__RECORDS TO PROCESS__
>> START
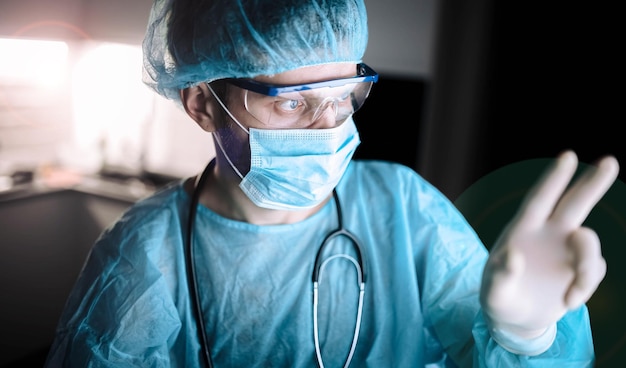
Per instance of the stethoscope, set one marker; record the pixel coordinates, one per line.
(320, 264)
>> END
>> START
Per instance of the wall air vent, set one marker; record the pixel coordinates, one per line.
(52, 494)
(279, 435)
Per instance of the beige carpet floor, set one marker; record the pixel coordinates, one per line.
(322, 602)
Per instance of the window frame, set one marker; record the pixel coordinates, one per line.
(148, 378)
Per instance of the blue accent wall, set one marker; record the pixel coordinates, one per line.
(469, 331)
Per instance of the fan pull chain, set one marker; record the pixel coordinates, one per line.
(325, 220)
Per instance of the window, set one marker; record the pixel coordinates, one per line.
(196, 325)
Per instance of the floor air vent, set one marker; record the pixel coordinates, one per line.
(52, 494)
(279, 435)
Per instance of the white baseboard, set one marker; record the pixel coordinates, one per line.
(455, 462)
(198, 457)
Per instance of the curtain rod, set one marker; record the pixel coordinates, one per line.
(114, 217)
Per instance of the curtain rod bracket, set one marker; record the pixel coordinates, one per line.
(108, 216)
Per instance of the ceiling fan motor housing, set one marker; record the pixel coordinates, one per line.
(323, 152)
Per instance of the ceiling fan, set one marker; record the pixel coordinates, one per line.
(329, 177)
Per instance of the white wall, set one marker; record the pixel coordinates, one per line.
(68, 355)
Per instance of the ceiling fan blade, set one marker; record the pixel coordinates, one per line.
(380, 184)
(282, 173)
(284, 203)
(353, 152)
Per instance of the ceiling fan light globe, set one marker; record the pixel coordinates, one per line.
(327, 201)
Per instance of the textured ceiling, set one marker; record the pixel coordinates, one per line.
>> END
__EXERCISE OBJECTIVE__
Begin at the line above that contains "Per instance of the fan" and stop after the line that contains "Per instance of the textured". Render those lines as a JSON list of strings, one string per line, with any blank lines left out.

__SOLUTION FOR THIS TASK__
[
  "Per instance of the fan pull chain, set one marker; record the pixel coordinates, one per line.",
  "(325, 220)",
  "Per instance of the window, set one marker; record the pixel coordinates, one per line.",
  "(196, 325)",
  "Per instance of the floor air vent, set one marker; record the pixel coordinates, one per line.",
  "(52, 494)",
  "(279, 435)",
  "Per instance of the white baseboard, set one marker; record the pixel coordinates, one per line.",
  "(455, 462)",
  "(198, 457)",
  "Per instance of the curtain rod, set one marker; record the pixel coordinates, one per line.",
  "(114, 217)",
  "Per instance of the curtain rod bracket, set one marker; record the pixel coordinates, one per line.",
  "(108, 216)",
  "Per instance of the ceiling fan motor housing, set one marker; record the pixel coordinates, one per line.",
  "(323, 152)",
  "Per instance of the ceiling fan, set one marker; record the pixel coordinates, one per line.",
  "(329, 177)",
  "Per instance of the white wall, set one marker; record the pixel coordinates, one per line.",
  "(68, 355)",
  "Per instance of the ceiling fan blade, set one marker; record the pixel coordinates, one per line.",
  "(380, 184)",
  "(282, 173)",
  "(284, 203)",
  "(353, 152)",
  "Per instance of the ceiling fan light globe, set one marker; record the pixel coordinates, one per line.",
  "(327, 201)",
  "Per instance of the textured ceiling, set one marker; record the pixel coordinates, one per line."
]